---- Dataset records
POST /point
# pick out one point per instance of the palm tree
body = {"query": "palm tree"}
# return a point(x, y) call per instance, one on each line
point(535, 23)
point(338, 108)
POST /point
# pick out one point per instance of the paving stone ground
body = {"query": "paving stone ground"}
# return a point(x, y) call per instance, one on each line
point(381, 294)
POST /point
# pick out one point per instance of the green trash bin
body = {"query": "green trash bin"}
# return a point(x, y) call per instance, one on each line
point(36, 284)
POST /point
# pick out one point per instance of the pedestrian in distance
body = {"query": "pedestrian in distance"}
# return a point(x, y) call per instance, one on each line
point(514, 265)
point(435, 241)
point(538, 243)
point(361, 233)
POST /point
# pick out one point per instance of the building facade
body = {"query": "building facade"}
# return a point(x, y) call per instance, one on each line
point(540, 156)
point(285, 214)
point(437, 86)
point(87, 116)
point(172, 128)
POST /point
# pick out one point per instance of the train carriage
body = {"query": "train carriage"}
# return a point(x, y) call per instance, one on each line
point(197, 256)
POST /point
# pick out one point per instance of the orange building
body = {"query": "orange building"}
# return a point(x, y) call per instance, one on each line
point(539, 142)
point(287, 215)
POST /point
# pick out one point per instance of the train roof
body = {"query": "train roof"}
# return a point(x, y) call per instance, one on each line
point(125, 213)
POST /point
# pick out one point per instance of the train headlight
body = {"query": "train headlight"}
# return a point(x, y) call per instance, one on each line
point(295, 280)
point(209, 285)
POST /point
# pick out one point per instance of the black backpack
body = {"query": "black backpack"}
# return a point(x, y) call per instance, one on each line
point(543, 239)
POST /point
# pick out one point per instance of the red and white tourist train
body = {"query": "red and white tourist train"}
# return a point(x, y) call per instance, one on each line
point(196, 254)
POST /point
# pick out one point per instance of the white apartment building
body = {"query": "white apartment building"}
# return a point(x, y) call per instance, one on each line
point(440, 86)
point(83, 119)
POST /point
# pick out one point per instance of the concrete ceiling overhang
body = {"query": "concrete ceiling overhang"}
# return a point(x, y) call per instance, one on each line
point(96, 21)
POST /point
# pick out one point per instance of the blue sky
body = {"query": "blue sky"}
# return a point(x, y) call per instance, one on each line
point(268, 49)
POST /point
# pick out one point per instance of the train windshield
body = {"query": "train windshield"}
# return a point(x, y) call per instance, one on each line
--------
Your objective: Each entry should be written out again exactly, with no word left out.

Output for this task:
POST /point
# pick out one point per instance of the palm tree
body = {"query": "palm tree"}
# return a point(x, y) call per instance, one on each line
point(535, 23)
point(338, 108)
POST /point
# pick out one point per instance of the paving stone ground
body = {"query": "paving stone ground"}
# return a point(x, y) call per instance, one on each line
point(381, 294)
POST /point
# pick out one point per instance of the green trash bin
body = {"query": "green trash bin"}
# return a point(x, y) call per instance, one on each line
point(36, 284)
POST /point
# pick out one point per instance of the pedestrian in distance
body = {"query": "pedestrian in distance"}
# return a point(x, y) call per instance, one on each line
point(514, 265)
point(435, 241)
point(538, 243)
point(361, 233)
POST /point
# pick out one point per instance of the building facade
body = {"query": "building facade"}
# return a point(x, y) call per instance, one on each line
point(540, 156)
point(285, 214)
point(437, 86)
point(87, 116)
point(172, 128)
POST /point
# pick out one point per instance of the train carriage
body = {"query": "train carriage"}
# return a point(x, y) call per instance, one on each line
point(197, 256)
POST /point
# pick out one point per instance of the orange building
body = {"query": "orange building"}
# return a point(x, y) call per instance, one on each line
point(539, 142)
point(287, 215)
POST /point
# pick out one point per instance of the train roof
body = {"query": "train roof"}
# return a point(x, y) call per instance, one on each line
point(125, 213)
POST /point
# pick out one point per instance of the train headlight
body = {"query": "train headlight"}
# return a point(x, y) call per instance, one on each line
point(295, 280)
point(209, 285)
POST /point
# pick out one point per instance of the black backpack
body = {"query": "black backpack"}
# return a point(x, y) call per instance, one on each line
point(543, 239)
POST /point
# pick out one point per instance of the red and white tourist train
body = {"query": "red and white tourist train"}
# return a point(x, y) call per instance, one on each line
point(196, 254)
POST /point
# pick out one point per instance of the white apartment building
body = {"query": "white apartment building"}
# return a point(x, y) call per instance, one on each line
point(440, 86)
point(83, 119)
POST /point
# pick out one point per instance of the concrete ceiling overhang
body = {"query": "concrete ceiling overhang"}
# return a point(x, y) call per instance, one on each line
point(96, 21)
POST /point
# pick out one point per instance of the blue sky
body = {"query": "blue sky"}
# return a point(x, y) call per instance, one on each line
point(268, 49)
POST /point
# pick out one point per instance of the train windshield
body = {"query": "train windshield"}
# return a point(x, y) call per instance, one on each line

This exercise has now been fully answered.